(Extracted records)

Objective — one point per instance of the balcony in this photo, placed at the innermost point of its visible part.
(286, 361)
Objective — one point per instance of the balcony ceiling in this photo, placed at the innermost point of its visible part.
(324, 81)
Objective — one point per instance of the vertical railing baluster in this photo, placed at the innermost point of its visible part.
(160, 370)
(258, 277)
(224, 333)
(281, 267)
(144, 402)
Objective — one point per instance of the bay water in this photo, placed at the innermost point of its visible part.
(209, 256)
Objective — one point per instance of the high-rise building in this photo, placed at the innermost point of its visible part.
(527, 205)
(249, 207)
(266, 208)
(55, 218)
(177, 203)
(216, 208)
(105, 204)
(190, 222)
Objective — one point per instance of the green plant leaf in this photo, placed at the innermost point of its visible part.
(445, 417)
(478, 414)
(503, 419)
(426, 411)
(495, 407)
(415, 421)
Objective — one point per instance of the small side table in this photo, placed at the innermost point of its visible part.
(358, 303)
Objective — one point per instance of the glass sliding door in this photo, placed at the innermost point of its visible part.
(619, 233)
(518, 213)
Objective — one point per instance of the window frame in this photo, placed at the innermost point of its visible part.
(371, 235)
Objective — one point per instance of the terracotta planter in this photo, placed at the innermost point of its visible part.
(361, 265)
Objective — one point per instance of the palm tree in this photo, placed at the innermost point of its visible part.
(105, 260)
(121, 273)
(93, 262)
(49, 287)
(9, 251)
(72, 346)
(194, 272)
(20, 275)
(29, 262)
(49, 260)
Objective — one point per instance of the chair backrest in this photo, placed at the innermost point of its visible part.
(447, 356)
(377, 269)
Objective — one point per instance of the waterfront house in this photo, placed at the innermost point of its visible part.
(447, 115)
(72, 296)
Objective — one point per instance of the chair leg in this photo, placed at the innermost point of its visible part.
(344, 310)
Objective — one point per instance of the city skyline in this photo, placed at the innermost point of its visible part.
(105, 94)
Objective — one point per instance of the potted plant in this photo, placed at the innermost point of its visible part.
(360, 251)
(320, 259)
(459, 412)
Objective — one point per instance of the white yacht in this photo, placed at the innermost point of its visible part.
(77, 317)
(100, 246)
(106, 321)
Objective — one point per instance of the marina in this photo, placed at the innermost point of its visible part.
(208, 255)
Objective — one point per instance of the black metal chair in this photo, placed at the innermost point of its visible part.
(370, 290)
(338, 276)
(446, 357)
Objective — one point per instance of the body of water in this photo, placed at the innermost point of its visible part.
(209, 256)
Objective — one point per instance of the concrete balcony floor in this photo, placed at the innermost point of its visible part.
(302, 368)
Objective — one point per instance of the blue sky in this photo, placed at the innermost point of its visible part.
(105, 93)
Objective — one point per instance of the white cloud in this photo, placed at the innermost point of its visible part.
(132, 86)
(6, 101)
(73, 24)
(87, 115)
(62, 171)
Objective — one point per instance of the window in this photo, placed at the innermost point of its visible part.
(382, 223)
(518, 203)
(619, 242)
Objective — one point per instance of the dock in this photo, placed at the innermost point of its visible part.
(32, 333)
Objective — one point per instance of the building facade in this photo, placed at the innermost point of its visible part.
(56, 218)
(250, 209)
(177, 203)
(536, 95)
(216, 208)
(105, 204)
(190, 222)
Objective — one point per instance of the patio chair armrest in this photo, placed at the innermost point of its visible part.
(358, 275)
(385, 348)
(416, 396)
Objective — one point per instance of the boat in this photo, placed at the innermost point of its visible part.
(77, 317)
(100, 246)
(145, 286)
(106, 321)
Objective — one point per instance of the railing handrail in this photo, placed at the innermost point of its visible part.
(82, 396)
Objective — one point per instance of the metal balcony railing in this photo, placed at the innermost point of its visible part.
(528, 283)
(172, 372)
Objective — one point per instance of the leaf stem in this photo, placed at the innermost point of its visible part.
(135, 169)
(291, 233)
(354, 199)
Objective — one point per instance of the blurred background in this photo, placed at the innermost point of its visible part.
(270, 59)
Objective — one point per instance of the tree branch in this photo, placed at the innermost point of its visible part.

(End Extracted records)

Exercise aim:
Return, exactly as written, only those lines that run from the one with "Objective — one point per instance of the metal" to the last line of the data, both of those lines included.

Written answer:
Objective — one point per instance of the metal balcony railing in this photo, placed at the innermost point of its visible part.
(528, 283)
(172, 372)
Objective — one point per instance of the leaf stem in this photo, placed at the innermost point of its visible part.
(135, 169)
(291, 233)
(354, 199)
Objective — one point per instance of the blurred background in this photo, placed at the innermost point of its visible part.
(270, 59)
Objective — one point per instance of the tree branch in this photo, placed at the innermost point of its visible part.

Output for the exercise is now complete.